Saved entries
━━━━

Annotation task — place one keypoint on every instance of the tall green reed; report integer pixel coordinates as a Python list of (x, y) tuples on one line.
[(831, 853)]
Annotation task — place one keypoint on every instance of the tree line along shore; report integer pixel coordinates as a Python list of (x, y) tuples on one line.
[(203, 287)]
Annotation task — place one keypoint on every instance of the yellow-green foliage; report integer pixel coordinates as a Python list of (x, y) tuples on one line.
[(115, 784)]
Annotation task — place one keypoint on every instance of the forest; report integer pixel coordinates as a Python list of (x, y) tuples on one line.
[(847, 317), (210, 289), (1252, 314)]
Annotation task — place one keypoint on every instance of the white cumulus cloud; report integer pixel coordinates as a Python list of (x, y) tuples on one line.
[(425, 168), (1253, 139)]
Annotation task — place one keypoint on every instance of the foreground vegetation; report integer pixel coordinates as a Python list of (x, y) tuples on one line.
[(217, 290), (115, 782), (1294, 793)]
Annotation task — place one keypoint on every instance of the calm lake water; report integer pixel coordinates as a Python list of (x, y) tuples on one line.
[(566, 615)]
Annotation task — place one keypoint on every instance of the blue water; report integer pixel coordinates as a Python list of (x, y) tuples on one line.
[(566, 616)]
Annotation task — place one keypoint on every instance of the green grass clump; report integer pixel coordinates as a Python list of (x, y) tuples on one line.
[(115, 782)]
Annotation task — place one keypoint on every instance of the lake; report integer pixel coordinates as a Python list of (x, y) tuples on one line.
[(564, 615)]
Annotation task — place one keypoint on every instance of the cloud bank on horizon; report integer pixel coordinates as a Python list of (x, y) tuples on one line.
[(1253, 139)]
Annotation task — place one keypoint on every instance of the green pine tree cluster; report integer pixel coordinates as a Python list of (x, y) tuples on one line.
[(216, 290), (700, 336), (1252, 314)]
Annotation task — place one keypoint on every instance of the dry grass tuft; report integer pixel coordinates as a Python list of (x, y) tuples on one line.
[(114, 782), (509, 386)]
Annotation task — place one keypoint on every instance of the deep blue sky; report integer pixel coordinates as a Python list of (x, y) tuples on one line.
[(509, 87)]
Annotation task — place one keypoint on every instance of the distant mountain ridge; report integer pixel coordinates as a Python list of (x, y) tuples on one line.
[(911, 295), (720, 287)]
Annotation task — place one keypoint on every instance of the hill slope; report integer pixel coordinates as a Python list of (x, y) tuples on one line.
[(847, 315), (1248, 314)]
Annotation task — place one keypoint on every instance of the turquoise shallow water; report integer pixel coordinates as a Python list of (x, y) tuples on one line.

━━━━

Work request
Print only the lines running from the one with "the green pine" to the final line of the data above, each exactly as it appears.

Solution to the problem
Annotation task — place one keypoint on every instance of the green pine tree cluster; report integer pixel coordinates as a Python list of (x, y) tuples on one line.
[(216, 290), (700, 336), (1252, 314)]
Annotation task — place one keypoint on every instance of the dry grass tuft; report integer pixel coordinates as a Python list of (x, y) tuples on one line.
[(114, 782), (509, 386)]
Annotation task — place one keypoint on every instance of the deep blue sky; report integer pixel coordinates as a Python list of (x, y) tuples on one line.
[(509, 87)]
Annotation task — place one keypoint on every instance of the distant mountain ridge; report integer pixel coordinates as a Python list of (x, y) tuples on one line.
[(911, 295), (720, 287)]
Annotation task — place one keypoint on every instance of the hill slope; report integer pixel coordinates as a Python list of (x, y) tuples on one line.
[(847, 315), (1248, 314)]
Annotation task — place one keypoint on every instance of the turquoise shallow water; report integer pixel coordinates as a Python list of (x, y) tuples on one line.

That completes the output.